[A block of data]
#####

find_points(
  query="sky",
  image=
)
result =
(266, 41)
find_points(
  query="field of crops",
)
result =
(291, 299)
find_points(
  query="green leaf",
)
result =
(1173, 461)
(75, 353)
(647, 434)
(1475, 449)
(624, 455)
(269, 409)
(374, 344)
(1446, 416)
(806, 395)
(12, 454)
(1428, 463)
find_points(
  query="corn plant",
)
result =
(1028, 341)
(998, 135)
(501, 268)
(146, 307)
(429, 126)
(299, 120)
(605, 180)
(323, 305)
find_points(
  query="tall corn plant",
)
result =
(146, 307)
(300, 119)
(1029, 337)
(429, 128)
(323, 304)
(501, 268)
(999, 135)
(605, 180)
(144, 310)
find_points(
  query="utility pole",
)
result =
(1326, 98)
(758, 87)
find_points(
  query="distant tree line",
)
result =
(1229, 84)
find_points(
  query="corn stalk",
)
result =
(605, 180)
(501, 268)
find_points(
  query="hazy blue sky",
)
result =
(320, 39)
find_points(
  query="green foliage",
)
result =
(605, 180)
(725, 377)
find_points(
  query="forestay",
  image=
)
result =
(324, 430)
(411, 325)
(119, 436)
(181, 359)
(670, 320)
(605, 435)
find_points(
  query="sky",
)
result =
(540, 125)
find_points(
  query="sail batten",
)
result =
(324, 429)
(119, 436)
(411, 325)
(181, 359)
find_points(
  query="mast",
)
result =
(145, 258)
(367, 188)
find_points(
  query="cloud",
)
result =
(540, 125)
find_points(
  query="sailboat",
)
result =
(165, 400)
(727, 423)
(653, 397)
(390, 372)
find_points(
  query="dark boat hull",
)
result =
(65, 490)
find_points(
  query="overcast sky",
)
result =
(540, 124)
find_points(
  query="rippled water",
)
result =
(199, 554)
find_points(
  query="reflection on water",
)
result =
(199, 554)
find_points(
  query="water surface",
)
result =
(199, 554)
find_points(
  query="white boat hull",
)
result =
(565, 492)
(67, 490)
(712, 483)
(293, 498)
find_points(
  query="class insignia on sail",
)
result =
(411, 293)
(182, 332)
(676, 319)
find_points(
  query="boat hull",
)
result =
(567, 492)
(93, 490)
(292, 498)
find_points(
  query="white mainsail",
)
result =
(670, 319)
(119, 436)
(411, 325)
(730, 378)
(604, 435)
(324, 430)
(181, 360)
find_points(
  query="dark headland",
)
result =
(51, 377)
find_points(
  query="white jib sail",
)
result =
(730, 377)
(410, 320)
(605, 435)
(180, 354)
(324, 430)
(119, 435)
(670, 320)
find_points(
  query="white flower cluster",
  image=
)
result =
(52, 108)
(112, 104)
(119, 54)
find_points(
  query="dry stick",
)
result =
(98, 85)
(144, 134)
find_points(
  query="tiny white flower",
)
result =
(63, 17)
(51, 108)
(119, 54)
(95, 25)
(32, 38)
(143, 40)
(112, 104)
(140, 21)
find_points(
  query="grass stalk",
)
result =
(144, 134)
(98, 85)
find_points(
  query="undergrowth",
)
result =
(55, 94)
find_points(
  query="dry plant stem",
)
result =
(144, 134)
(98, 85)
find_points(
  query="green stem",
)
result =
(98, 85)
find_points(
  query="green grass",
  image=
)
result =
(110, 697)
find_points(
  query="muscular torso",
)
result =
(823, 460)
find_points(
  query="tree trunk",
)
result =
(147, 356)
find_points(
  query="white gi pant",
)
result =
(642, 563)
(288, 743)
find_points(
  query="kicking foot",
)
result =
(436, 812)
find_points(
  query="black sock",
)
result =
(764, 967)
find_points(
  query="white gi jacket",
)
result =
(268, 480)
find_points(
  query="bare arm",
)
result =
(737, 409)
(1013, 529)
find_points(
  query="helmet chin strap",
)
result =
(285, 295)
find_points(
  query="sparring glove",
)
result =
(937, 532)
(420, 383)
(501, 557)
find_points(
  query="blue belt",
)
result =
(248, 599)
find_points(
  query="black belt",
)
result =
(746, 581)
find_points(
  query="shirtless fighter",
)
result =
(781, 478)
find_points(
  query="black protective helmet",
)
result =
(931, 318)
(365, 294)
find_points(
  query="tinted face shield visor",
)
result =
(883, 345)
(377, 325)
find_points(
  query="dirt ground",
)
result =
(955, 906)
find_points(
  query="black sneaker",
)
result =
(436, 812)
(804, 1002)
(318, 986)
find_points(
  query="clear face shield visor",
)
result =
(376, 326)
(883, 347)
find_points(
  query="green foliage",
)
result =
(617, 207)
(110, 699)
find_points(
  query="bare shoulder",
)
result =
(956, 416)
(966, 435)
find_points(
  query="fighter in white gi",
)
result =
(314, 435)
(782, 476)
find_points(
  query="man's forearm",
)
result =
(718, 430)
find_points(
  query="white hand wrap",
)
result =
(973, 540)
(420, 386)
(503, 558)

#####

# Problem details:
Rewrite the entries from the first line through the line with "(1428, 463)" (both ends included), keeping the requests, and multiply every point coordinate in the results by 2.4, rounding to whole numbers with halves going up. Give only those lines.

# Result of this task:
find_points(
  query="sky",
  image=
)
result =
(638, 98)
find_points(
  query="field of crops",
)
result =
(698, 718)
find_points(
  query="green leaf",
)
result =
(2815, 1106)
(180, 847)
(1553, 1042)
(3540, 1078)
(1498, 1092)
(646, 982)
(898, 826)
(3470, 998)
(1934, 948)
(29, 1090)
(3427, 1111)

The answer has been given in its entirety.